(Rows from a pointing dataset)

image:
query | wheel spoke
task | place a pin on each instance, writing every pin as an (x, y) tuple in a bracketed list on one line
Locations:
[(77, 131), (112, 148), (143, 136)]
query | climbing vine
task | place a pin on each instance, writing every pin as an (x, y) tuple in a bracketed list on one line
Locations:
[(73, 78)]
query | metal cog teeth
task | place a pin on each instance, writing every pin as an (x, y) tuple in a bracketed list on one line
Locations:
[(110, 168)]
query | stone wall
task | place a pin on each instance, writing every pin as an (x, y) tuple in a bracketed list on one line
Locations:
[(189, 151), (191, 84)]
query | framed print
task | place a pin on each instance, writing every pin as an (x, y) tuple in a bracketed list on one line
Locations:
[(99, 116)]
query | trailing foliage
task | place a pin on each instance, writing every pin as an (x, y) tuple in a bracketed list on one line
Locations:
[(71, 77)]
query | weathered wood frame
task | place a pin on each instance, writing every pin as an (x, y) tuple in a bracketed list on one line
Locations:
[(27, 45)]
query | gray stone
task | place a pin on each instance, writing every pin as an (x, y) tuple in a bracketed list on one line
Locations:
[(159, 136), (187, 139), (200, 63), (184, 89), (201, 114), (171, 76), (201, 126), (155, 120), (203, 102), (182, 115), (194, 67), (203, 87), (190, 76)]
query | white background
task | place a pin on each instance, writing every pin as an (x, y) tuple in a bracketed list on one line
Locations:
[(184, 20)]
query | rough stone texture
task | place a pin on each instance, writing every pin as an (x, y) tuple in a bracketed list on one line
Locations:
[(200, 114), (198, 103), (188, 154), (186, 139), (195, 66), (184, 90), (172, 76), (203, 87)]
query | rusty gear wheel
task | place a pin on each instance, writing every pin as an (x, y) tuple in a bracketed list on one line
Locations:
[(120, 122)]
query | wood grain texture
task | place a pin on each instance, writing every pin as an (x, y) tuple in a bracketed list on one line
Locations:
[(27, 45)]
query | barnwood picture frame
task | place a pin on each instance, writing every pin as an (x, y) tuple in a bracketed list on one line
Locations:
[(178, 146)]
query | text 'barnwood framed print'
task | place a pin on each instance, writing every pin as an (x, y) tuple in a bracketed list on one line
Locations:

## Problem to solve
Update the listing starting with the line containing "query | stone wall" and going on through the line containing "[(184, 20)]", changing "Locations" to "Points" and leaving everything else the same. Return only those lines.

## Finished task
query | stone wall
task | place a pin on each instance, writing every pin as an (x, y) tuple in a bracketed list on one line
Points:
[(189, 151), (191, 84)]
query | framed print
task | place a pin on each instance, writing every pin as an (x, y) tuple in a bracketed list on one line
Points:
[(99, 116)]
query | trailing foliage
task | place a pin on each instance, writing every pin as an (x, y) tuple in a bracketed list on one line
Points:
[(71, 77)]
query | weathered wood frame
task | place a pin on each instance, writing every pin as an (x, y) tuple in a bracketed list on one line
Points:
[(27, 45)]
query | gray stone
task | place a pin on each instance, writing every pin as an (x, y) tuple in a bracketed list on one line
Points:
[(159, 136), (187, 139), (200, 63), (184, 89), (201, 114), (171, 76), (201, 126), (155, 120), (203, 102), (182, 115), (194, 67), (203, 87), (190, 76)]
query | white background
task | place a pin on each instance, writing every pin as an (x, y) tuple in a bracketed list on one line
Points:
[(184, 20)]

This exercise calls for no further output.